Start PROVIDED PASSAGE

It's really hard for people to get used to things are just different here...so few people to buy stuff (comparatively) and so far away.


----------



## On a Call (Jan 14, 2015)

RPackerII said:


> We're paying $68/ton in Cleveland for bulk. Haven't seen that price change yet this year.


ssssshhhhhhhh


----------



## Freshwater (Feb 28, 2014)

Mark Oomkes said:


> That's not the way it works...


Why not Mark? With No snow they should be stocking back up, load after load. That's how its done privately. It' beyond frustrating, I'm sure you'd agree.


----------



## Mark Oomkes (Dec 10, 2000)

It doesn't matter if their bins are full, it only matters where we are in the calendar.

The salt companies figure that X amount can be used per day so as time goes on they release a little more. It doesn't matter if every municipal bin is full or not.

End PROVIDED PASSAGE
Start PROVIDED MATERIAL

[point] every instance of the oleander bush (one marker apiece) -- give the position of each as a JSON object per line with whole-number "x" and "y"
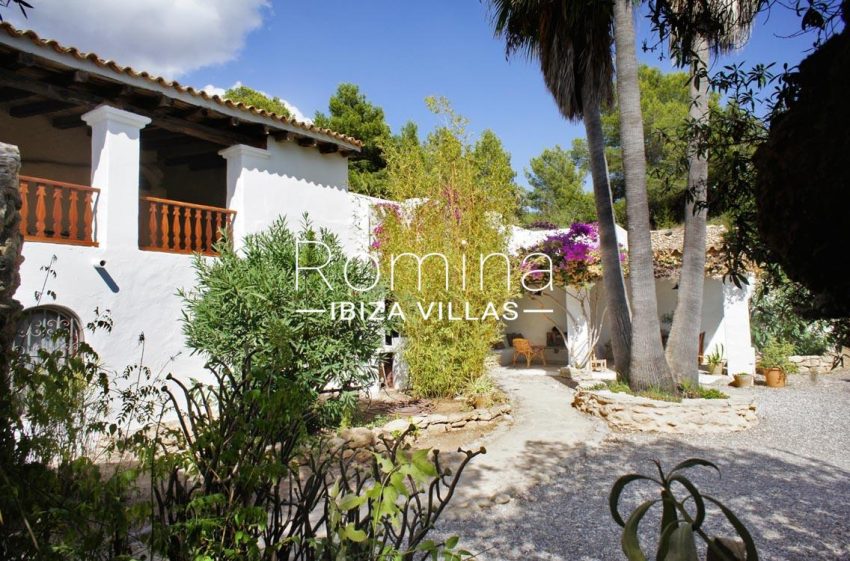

End PROVIDED MATERIAL

WHAT IS ASKED:
**A)** In the forum thread about salt supply, what price does RPackerII say is being paid in Cleveland for bulk?
**B)** Pick up the forum thread about salt supply after its final sentence and continue writing it.

THE ANSWERS:
**A)** $68 per ton.

**B)**
No I don't like it. Nothing can be done about it. 

In '13-'14, Kent County created the shortage. They had plenty in their bins, but made the call to stock up using their allotment. This city heard about it, that county heard about it, etc, etc, etc. Next thing you know, private contractors were cut off before they hit their allotments.


----------



## On a Call (Jan 14, 2015)

Mark Oomkes said:


> It doesn't matter if their bins are full, it only matters where we are in the calendar.
> 
> The salt companies figure that X amount can be used per day so as time goes on they release a little more. It doesn't matter if every municipal bin is full or not.
> 
> ...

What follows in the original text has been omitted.